> Task to complete
Every entry below should be transcribed exactly; pictures stay out of the copy.

> Location labeling records
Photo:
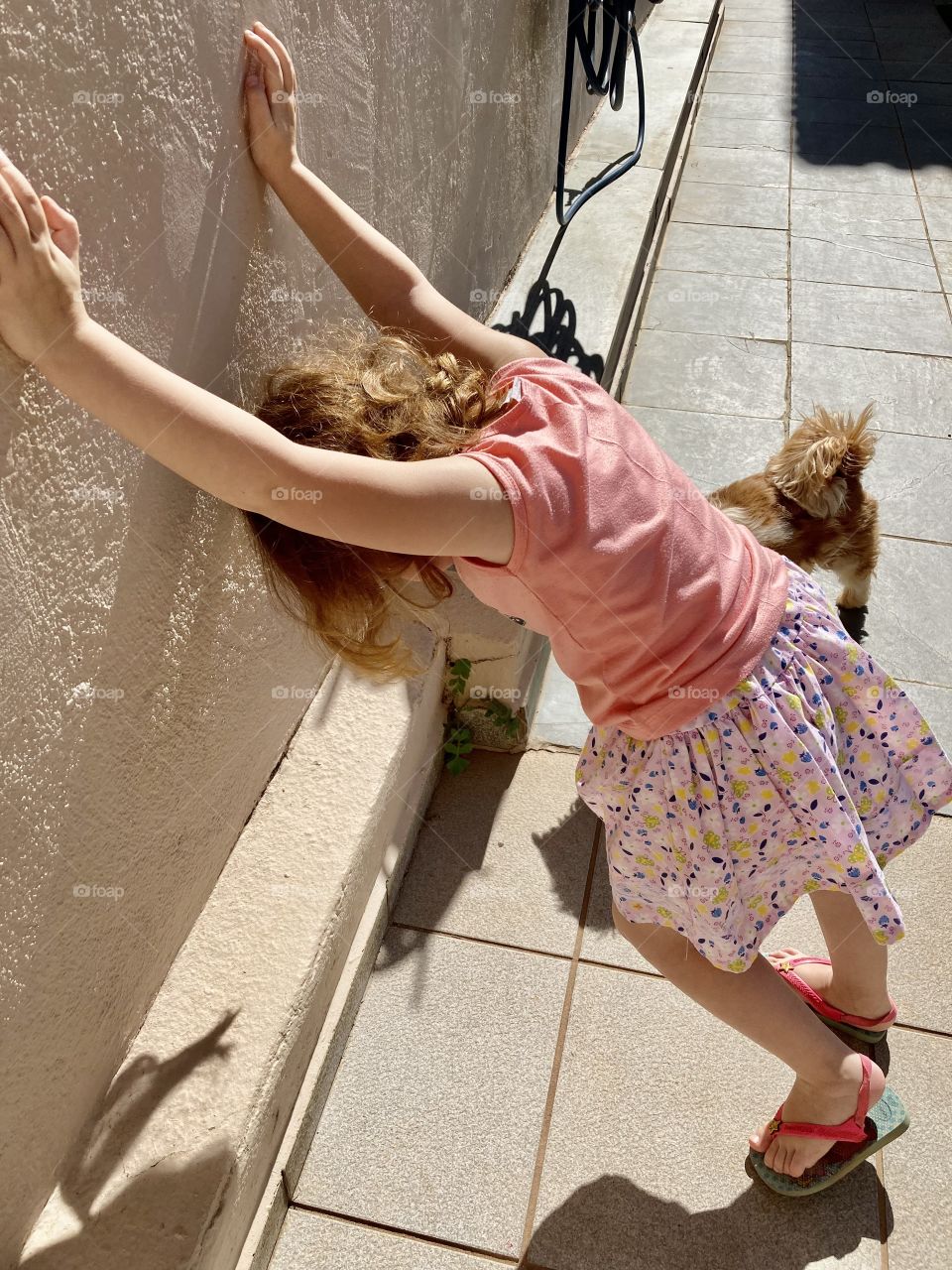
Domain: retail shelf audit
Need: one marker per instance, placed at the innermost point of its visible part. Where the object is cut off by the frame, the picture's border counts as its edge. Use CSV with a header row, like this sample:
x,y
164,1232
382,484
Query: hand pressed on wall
x,y
271,114
40,276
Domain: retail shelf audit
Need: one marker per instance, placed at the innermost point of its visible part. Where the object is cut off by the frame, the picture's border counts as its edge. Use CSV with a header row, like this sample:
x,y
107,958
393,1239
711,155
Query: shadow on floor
x,y
160,1210
613,1224
873,84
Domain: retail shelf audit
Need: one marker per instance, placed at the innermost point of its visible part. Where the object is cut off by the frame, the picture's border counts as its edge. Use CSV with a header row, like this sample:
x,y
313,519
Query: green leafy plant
x,y
458,735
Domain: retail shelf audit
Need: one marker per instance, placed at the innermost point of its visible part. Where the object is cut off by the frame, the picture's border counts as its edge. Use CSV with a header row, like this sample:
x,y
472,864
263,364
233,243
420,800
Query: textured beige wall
x,y
141,659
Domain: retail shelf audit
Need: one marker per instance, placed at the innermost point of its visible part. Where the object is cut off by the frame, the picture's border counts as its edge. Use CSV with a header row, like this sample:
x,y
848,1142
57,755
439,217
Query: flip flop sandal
x,y
871,1030
858,1137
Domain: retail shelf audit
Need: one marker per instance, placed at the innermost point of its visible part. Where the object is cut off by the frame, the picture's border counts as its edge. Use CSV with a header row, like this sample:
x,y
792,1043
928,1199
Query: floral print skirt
x,y
811,775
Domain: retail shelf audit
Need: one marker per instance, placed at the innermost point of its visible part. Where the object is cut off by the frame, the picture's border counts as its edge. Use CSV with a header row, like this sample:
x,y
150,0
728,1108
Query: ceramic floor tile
x,y
758,134
936,705
309,1241
856,111
722,166
909,622
918,1166
744,105
602,942
558,716
873,318
647,1150
938,217
434,1115
833,213
865,263
724,249
814,82
712,304
930,155
910,393
708,373
503,853
712,448
761,82
702,203
767,30
937,71
943,259
860,159
911,477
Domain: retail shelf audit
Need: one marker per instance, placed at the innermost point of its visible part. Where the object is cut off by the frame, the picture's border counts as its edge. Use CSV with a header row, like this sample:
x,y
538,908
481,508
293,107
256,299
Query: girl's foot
x,y
826,1103
819,976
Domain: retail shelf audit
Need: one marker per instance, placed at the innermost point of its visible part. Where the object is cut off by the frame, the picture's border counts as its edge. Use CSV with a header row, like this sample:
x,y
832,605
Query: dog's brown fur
x,y
810,503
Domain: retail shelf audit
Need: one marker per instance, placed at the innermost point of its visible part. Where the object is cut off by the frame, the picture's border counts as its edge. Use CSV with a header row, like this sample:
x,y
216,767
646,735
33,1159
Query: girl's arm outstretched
x,y
424,508
382,280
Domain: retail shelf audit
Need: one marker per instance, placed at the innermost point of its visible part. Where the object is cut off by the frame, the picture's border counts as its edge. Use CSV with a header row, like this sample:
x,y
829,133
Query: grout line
x,y
906,538
558,1051
923,1032
925,684
416,1236
477,939
788,384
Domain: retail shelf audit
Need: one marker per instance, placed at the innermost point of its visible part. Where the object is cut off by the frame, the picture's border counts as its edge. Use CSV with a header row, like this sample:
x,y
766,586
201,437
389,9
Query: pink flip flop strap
x,y
823,1007
852,1129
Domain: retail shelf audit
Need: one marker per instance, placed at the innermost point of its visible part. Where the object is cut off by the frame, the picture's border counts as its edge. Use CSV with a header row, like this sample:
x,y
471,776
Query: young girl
x,y
744,751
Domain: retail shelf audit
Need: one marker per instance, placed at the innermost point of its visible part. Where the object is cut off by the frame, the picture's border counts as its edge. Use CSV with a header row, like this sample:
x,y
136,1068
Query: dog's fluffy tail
x,y
816,463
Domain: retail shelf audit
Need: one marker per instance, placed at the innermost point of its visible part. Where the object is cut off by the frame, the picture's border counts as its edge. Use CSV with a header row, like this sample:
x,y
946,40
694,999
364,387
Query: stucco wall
x,y
149,690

> Result of the task
Photo:
Domain: retail shelf audit
Need: one marker per instance, placed at the innermost point of its visible part. Where the object is cut off by the frame, the picture's border counts as its edge. Use CSV with a header row, like this sample:
x,y
164,1232
382,484
Query: hand pressed on wall
x,y
271,114
40,276
Domain: retail shelf audit
Need: one marker per instance, placed at the innermost point of its visible part. Where the object is cut off by the frame, the picture's border counts as its edge. Use CSV with a header row, like this sample:
x,y
107,958
393,1239
711,155
Query: shadow on floor
x,y
160,1210
613,1224
873,84
Domain: retail shelf audit
Need: one marker per instance, placed at the innermost point of its visible part. Where the object is cut off by the frame, the picture's border counts as its edge. Use CSV with a header row, like this sample:
x,y
313,519
Query: green leafy plant
x,y
458,735
Domain: retail shelf audit
Need: one marker per instance, placed at the innermost point of its visible part. Where the object is cut off by the frame, the picture's border counts as its edge. Use CSV with a header row, like this sample:
x,y
472,864
263,364
233,243
420,800
Query: textured beige wall
x,y
141,659
Domain: retail shelf audit
Need: one marker per instance, placed at the innermost point of its visible part. Where the object is cut off by the frame, the picture's border counts as its edge. Use CSV with a header row, like this sample:
x,y
848,1142
57,755
439,217
Query: flip flop sandal
x,y
871,1030
858,1137
Domain: retail shelf audit
Need: one marker per instance, placed at the innermost point of its visible part. Where the object is cut off by the frame, the picture's border counts as its edge. Use CSV with a header row, like this sample:
x,y
792,1043
928,1199
Query: floral print skirt
x,y
811,775
Domain: retail shelf audit
Need: one marker per instance, placed at the innermost point of its visible part. Where the object is cut off by the frame, the picture's border counts as its edge. Use CSV with a header row, like this sample:
x,y
150,0
728,1108
Query: ceramic floor tile
x,y
758,134
936,705
309,1241
856,111
722,166
909,622
918,1166
744,105
602,942
558,716
873,318
647,1150
938,217
434,1115
833,213
865,263
724,249
814,82
712,304
930,155
910,393
708,373
503,853
712,448
761,82
702,203
767,30
937,71
943,259
860,159
911,477
Domain: retail shelf audit
Need: one marker per instance, placed at the innermost point of its visible part. Where the object is cut off by the frame, the picture's border counts as its edge. Use CSV with a header row, like this sample:
x,y
538,908
481,508
293,107
256,299
Query: girl's foot
x,y
826,1103
819,976
Domain: retail shelf audit
Need: one marker per instance, placed at the innermost point of its visible part. Where the object is cut off by the frame, the picture's border counts as its edge. Use CSV with a header row, like this sample:
x,y
832,605
Query: dog's brown fur
x,y
810,503
Domain: retail shelf audit
Need: one marker per instance, placed at the innermost point of its visible part. Where the object is cut off by the frame, the picture's border counts as its edge. Use CSV with a header row, like this sample:
x,y
216,767
646,735
33,1159
Query: girl's arm outstretched
x,y
424,508
382,280
Domain: retail shelf audit
Need: one marker per instance, placed at the innermost point of its visible part. Where the object is cut off by the frame, the picture's border counts as its edge. Use CSV with a header row, like this sample:
x,y
829,133
Query: grout line
x,y
906,538
558,1051
923,1032
925,684
416,1236
477,939
788,384
Domain: retail shelf audit
Need: one marker per instance, placed at the innermost point of its visible part. Where the object is cut off by the frame, the picture's border counts as its edge. Use CSV with a header row, like this sample:
x,y
766,586
201,437
389,9
Query: pink flip flop strap
x,y
823,1007
852,1129
Domain: retail shelf audit
Need: one marker per instance, placed at the innermost point of its visible part. Where the object is cut off by the frame, the picture's border counts as its edge. Use CSV with a header row, like this sample:
x,y
471,776
Query: young girl
x,y
744,751
Domain: retail shelf audit
Need: one marker per instance, placed at the innermost point of its visible part. Where the object is cut off by the frame, the picture's border counts as its edge. Use CSV with a header row, like this sample:
x,y
136,1068
Query: dog's fluffy tail
x,y
816,463
Domain: retail shelf audit
Need: one marker per instance, placed at the innermost point of its visible part. Where the object is cut off by the frame, the picture's border counts as its edge. Use CSV with a header row, like this sample:
x,y
946,40
694,999
364,387
Query: stucco wall
x,y
149,690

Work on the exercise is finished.